--- START OF Dataset records ---
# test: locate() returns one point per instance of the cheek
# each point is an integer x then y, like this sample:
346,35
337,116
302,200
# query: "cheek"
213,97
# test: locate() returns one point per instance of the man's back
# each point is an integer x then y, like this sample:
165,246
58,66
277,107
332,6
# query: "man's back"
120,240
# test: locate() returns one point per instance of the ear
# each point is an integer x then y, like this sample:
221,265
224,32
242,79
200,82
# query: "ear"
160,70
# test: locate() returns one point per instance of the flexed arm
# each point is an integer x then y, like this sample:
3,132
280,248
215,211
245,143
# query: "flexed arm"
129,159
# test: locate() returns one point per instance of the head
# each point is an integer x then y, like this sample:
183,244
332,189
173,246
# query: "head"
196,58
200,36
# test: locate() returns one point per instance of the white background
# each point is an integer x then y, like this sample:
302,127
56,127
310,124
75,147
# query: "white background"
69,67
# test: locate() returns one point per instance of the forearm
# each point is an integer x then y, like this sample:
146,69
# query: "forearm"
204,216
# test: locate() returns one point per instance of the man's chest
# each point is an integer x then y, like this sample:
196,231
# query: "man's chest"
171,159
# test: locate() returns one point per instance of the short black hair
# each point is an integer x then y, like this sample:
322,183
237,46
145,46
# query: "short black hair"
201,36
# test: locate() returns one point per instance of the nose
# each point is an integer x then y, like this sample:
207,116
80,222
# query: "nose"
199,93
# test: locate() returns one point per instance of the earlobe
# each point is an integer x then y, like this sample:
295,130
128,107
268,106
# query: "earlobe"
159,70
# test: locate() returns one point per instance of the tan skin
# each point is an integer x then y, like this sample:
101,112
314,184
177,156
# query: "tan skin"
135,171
--- END OF Dataset records ---
## To be done:
Reproduce every entry above line for line, without changing a single character.

## Response:
# test: locate() returns one point per instance of the cheek
# each point is an integer x then y, like this sample:
346,35
337,116
302,200
# query: "cheek"
213,97
# test: locate() returns one point per instance of the man's back
# each point is an integer x then y, like this sample:
165,246
58,66
277,107
332,6
# query: "man's back"
120,240
# test: locate() returns one point per instance of the ear
# each point is an integer x then y, like this sample:
221,265
224,32
242,79
200,82
# query: "ear"
160,70
# test: locate() returns one point per instance of the flexed arm
# each point is an integer x then y, like this sample:
3,132
280,248
215,211
245,143
# query: "flexed arm"
129,159
# test: locate() returns one point per instance of the head
# each point is an integer x then y, like this sample:
183,244
332,189
173,246
# query: "head"
196,58
200,36
# test: locate() returns one point per instance of the white background
# each point is an integer x then y, like this sample:
302,127
56,127
310,124
75,147
# query: "white background"
69,67
# test: locate() returns one point per instance of the forearm
# each point is an integer x then y, like this sample:
146,69
# query: "forearm"
204,216
# test: locate() returns one point per instance of the man's chest
# each point is an integer x then y, like this sample:
196,231
# query: "man's chest"
171,159
# test: locate() returns one point per instance of the short black hair
# each point is an integer x then y, like this sample:
322,183
237,46
145,46
# query: "short black hair"
201,36
# test: locate() returns one point per instance of the nose
# each point is an integer x then y, like this sample:
207,116
80,222
# query: "nose"
199,93
# test: locate() returns one point per instance of the earlobe
# each point is an integer x then y, like this sample:
295,130
128,107
268,106
# query: "earlobe"
159,70
# test: locate() returns one point per instance of the tan skin
# each point is an integer x then y, like this sample:
101,112
314,184
177,156
# query: "tan skin"
135,171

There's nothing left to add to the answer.